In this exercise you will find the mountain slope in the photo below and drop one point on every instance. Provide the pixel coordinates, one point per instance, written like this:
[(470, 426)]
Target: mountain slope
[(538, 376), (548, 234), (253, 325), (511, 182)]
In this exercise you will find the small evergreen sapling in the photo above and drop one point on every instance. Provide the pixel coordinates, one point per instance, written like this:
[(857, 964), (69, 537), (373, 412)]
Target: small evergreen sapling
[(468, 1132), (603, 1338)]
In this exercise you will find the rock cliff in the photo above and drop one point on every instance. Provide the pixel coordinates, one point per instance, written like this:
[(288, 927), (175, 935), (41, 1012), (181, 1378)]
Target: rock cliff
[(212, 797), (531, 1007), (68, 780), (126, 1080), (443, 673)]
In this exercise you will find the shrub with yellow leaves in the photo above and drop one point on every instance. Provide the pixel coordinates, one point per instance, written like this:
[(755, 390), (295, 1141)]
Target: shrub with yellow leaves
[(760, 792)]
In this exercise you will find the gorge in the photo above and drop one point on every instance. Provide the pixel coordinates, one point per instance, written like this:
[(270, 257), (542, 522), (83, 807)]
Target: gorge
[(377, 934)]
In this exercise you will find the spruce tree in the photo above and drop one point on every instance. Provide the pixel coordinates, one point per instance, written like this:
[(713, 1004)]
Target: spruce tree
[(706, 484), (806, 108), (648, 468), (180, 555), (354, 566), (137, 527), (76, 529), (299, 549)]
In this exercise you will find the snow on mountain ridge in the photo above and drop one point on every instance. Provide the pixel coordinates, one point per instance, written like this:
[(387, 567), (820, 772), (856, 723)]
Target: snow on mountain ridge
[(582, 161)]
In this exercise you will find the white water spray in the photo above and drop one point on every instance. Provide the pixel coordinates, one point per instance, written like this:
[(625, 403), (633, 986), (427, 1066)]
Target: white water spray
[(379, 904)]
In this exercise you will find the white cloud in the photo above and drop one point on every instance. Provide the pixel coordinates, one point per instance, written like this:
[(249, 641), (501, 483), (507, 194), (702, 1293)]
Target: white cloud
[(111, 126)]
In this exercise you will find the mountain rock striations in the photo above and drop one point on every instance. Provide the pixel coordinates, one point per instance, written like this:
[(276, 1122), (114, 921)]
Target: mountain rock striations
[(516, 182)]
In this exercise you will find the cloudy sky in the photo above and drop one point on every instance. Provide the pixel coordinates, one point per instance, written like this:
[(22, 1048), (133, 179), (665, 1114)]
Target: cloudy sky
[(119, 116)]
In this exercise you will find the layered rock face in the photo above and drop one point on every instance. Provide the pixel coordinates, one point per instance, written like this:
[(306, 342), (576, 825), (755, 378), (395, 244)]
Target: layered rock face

> _Required action_
All lines from the first line of the listing above through the line containing "[(288, 927), (175, 935), (41, 1012), (181, 1378)]" are to be retyped exactly. Leave out any other line.

> _Exercise result_
In this exercise you will find the mountain slope in the photo below and drop one point on every instance. Provide the pixel coordinates, one point per instance, written like this:
[(470, 426)]
Target: mountain slope
[(538, 376), (548, 234), (253, 325), (511, 182)]
In this exercise you will find the small evergreen sapling in the photo above and drop one point on every instance. Provide the pixel coordinates, one point per instance, written like this:
[(857, 964), (69, 537), (373, 412)]
Target: small evergreen sapling
[(468, 1132), (603, 1338)]
In this exercise you will find the rock cliff in the photo above and drop one point on every instance. Provide the pixel coordinates, one point per instance, written like this:
[(288, 927), (175, 935), (41, 1012), (181, 1378)]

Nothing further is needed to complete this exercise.